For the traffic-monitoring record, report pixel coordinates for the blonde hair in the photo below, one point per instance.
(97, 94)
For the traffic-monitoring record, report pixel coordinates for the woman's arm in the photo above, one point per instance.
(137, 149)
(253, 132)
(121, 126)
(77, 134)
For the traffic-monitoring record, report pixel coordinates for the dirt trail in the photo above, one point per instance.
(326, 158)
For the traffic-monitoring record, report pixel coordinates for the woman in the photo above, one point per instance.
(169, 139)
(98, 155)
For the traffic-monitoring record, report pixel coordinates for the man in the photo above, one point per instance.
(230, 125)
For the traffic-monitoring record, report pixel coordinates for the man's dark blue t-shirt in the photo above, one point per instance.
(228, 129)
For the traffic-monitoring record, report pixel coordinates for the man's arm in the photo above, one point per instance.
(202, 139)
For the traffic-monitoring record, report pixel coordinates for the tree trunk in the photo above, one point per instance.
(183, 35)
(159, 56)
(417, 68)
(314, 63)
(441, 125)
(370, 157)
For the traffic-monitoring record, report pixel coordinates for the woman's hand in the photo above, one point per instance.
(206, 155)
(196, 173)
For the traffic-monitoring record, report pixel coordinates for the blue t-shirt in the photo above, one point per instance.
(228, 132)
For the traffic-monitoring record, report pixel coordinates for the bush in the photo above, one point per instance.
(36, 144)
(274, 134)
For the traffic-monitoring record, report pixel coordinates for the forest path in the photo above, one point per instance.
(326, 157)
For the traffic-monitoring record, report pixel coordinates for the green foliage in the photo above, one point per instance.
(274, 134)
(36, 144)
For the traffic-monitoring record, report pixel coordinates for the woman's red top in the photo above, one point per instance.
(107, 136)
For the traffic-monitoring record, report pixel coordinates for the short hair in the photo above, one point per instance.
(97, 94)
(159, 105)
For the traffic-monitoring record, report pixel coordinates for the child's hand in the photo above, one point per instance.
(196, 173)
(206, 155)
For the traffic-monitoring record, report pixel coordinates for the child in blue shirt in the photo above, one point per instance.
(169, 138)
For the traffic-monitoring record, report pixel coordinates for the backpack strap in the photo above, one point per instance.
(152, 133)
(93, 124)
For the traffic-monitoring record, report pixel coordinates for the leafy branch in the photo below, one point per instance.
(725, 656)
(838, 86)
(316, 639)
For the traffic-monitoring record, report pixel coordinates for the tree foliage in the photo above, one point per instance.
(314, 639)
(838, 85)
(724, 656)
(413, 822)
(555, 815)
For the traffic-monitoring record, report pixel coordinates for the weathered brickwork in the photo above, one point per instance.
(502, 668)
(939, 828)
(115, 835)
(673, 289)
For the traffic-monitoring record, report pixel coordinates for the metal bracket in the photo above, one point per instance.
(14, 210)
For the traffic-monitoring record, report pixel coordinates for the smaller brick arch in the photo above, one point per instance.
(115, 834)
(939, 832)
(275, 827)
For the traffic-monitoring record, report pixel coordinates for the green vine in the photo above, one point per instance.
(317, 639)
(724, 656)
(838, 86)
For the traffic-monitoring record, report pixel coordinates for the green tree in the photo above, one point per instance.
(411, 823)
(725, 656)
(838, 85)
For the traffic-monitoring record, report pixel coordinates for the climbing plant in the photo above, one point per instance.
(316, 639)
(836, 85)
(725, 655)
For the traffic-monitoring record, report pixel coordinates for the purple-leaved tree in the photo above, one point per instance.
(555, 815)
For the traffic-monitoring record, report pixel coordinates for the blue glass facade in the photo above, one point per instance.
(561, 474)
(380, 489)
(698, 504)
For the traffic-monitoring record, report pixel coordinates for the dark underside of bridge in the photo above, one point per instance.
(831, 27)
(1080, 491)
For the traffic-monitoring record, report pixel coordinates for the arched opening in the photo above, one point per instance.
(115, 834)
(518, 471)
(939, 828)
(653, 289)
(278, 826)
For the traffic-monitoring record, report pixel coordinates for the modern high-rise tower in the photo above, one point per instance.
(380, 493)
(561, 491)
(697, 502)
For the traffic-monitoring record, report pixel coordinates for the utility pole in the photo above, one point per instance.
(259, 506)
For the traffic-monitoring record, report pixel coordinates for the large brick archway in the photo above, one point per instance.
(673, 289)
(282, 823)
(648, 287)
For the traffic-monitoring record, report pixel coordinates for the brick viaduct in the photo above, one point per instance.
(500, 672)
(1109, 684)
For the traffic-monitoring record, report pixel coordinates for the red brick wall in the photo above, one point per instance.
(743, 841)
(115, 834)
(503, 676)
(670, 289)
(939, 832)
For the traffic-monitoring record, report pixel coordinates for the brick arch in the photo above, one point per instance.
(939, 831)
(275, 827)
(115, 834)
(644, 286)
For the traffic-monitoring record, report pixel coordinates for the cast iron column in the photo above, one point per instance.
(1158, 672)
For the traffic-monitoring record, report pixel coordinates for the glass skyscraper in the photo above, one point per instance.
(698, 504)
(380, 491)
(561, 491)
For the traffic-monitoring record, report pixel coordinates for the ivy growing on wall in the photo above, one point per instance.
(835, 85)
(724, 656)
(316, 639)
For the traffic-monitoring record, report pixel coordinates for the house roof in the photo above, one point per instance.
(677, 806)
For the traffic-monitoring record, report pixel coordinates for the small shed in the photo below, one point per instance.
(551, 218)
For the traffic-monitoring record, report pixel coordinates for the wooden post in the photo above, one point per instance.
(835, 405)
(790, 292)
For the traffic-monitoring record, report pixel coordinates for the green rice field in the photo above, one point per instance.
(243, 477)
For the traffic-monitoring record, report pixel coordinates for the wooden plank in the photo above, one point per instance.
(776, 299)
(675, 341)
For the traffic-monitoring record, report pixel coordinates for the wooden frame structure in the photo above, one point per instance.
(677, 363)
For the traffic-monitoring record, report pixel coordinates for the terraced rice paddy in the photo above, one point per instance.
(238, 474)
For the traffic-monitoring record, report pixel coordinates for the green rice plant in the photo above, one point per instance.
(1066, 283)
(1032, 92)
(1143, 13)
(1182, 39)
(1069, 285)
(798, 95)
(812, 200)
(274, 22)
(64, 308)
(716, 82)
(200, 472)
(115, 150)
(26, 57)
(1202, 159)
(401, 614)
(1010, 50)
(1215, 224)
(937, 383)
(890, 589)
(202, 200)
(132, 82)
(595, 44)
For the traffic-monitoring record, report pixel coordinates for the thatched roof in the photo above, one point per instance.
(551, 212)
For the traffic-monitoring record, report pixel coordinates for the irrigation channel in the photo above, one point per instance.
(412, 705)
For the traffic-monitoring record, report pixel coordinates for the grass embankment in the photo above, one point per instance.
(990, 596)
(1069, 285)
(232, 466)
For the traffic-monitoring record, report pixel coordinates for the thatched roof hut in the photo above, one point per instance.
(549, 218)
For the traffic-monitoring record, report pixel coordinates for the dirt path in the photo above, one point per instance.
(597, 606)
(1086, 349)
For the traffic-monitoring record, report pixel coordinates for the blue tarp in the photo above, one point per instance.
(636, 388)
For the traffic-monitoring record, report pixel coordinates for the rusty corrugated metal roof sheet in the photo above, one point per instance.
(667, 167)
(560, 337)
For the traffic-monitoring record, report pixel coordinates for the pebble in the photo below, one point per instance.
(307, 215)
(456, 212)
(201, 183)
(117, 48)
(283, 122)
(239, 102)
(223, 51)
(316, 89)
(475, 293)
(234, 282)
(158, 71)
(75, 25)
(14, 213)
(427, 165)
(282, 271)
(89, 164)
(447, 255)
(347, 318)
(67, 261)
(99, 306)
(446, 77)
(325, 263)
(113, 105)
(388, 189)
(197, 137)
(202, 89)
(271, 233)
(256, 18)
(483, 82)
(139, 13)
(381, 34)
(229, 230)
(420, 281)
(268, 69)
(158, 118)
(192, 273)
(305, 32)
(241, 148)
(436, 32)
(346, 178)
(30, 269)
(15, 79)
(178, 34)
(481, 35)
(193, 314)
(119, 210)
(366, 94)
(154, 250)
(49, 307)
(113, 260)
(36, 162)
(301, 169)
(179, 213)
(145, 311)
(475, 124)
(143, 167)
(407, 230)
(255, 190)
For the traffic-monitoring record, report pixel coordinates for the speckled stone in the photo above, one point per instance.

☆ ☆ ☆

▶ [PROMPT] Restate exactly, and only, the line containing "for the pebble" together with all lines after it to the end of the material.

▶ [SOLUTION TO THIS EXERCISE]
For the traffic-monitoring record, report pixel coordinates for the pebble in the photo below, one point per instance.
(307, 215)
(456, 212)
(201, 183)
(117, 48)
(283, 122)
(239, 102)
(223, 51)
(316, 89)
(475, 293)
(234, 282)
(158, 71)
(75, 25)
(14, 213)
(427, 165)
(282, 271)
(89, 164)
(447, 255)
(347, 318)
(67, 261)
(99, 306)
(446, 77)
(325, 263)
(113, 105)
(388, 189)
(197, 137)
(202, 89)
(271, 233)
(256, 18)
(483, 82)
(139, 13)
(381, 34)
(229, 230)
(420, 281)
(268, 69)
(158, 118)
(192, 273)
(305, 32)
(241, 148)
(436, 32)
(346, 178)
(30, 269)
(15, 79)
(178, 34)
(481, 35)
(193, 314)
(119, 210)
(366, 94)
(154, 250)
(49, 307)
(113, 260)
(36, 162)
(301, 169)
(179, 213)
(145, 311)
(475, 124)
(143, 167)
(407, 230)
(255, 190)
For the traffic-monitoring record, report pixel coordinates for the speckled stone in the photo above, one point per instance.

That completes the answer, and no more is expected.